• _Exercise brief_
Continue the review of Patria, The Town of Cain and Abel, beginning after its final sentence.

• _Extract provided_
⟨

Review: "Patria, The Town of Cain and Abel" Explodes onto the Stage

Patria, The Town of Cain and Abel (Patria, il Paese di Caino e Abele)

Conceived by Fabio Banfo, Giacomo Ferraù, and Giulia Viana

Directed by Giacomo Ferraù

Presented by Centro Teatrale MaMiMò and Eco di fondo with the collaboration of the Flamigni Archive

May 10, 2026 at Culture Lab LIC, 5-25 46th Avenue, Long Island City, Queens, NYC

May 13, 2028 at Casa Italiana Zerilli-Marimò at NYU, 24 W 12 St., Manhattan, NYC

May 16, 2026 at The Rat NYC, 68-117 Jay St., Brooklyn, NYC

Fabio Banfo in Patria, The Town of Cain and Abel. Photo courtesy of Mamimo Company.
Solo show Patria, The Town of Cain and Abel (Patria, il Paese di Caino e Abele) brings a narrative of Italian sectarianism and violence in the second half of the twentieth century to NYC at a time when such a story could not seem more relevant to audiences here as U.S. institutions and norms continue to fracture and divisions deepen. As the play's subtitle suggests, Cain and Abel serve as the microcosmic model for the pitting of a nation's people against one another, and Patria simultaneously represents, like the story of these brothers, a personal, family history. Captivatingly performed by Fabio Banfo, also the production's dramaturg, Patria centers on a small-town innocent known as Abele whose life is impacted and bounded by acts of violence throughout the tumultuous decades of Italy's "Years of Lead." Presented in Italian with English supertitles by Sandra Bajkanovic and Tetyana Bezručenko (translation by Sandra Bajkanovic), Patria's NYC performances are part of the 2026 In Scena! Italian Theater Festival, which runs this year from May 5 through 19 at various venues throughout the five boroughs.

⟩

• _Record list_
⟨

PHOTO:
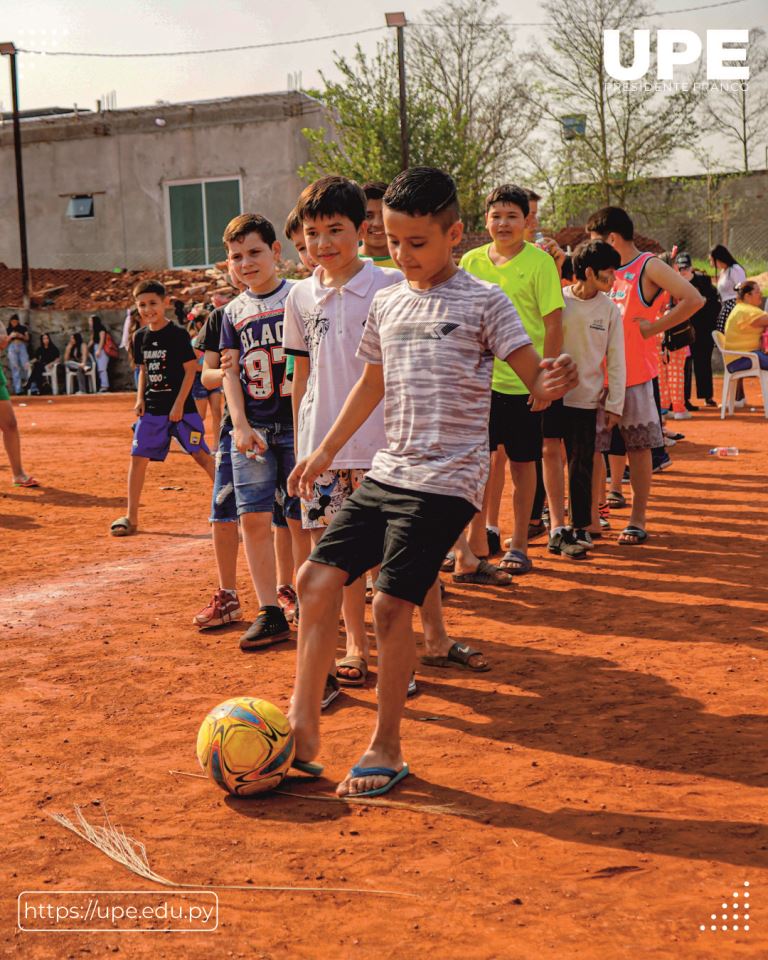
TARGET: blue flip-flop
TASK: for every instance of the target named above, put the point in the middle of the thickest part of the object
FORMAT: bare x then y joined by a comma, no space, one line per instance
395,777
307,766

⟩

• _Task answer_
"Boom" is both the first and the final word spoken in Patria, and the differences between those two enunciations mark the emotional distance that the audience travels over the course of this often humorous but ultimately heart-breaking play. Patria begins with Abele interrupting his brother, Caino, leaving home with what in hindsight is a suspiciously heavy suitcase that he says is filled with books. We later learn that the names Abele and Caino were attached to the brothers following a childhood accident that left Abele with some mental impairment and for which Caino was blamed. This time, though, it is Caino who is victimized, blown up on a train in a 1974 bombing that came to be known as the "Italicus massacre." Abele, who is seen as "dumb" because of his accident, refuses to believe that his brother is dead, since there is no body, a conviction that passing years will do nothing to change. From there, Abele thinks up various ways that he might reunite with his brother, from acting on a dream in which the Pope told him to defeat Communism by going on a tv show to forming a 'terrorist' group with his friends from the special needs class at school, and revisits memories such as the heady events of the 1960s, which included his father abandoning the family, and the day of the accident that would brand the brother Caino and Abele. Significantly hampering Abele's efforts, though, and directly connected time and again to historical episodes of violence and crime in Italy, is the fact that, as one character says to Abele, "The last person who ever managed to leave this town was your father."
Fabio Banfo in Patria, The Town of Cain and Abel. Photo courtesy of Mamimo Company.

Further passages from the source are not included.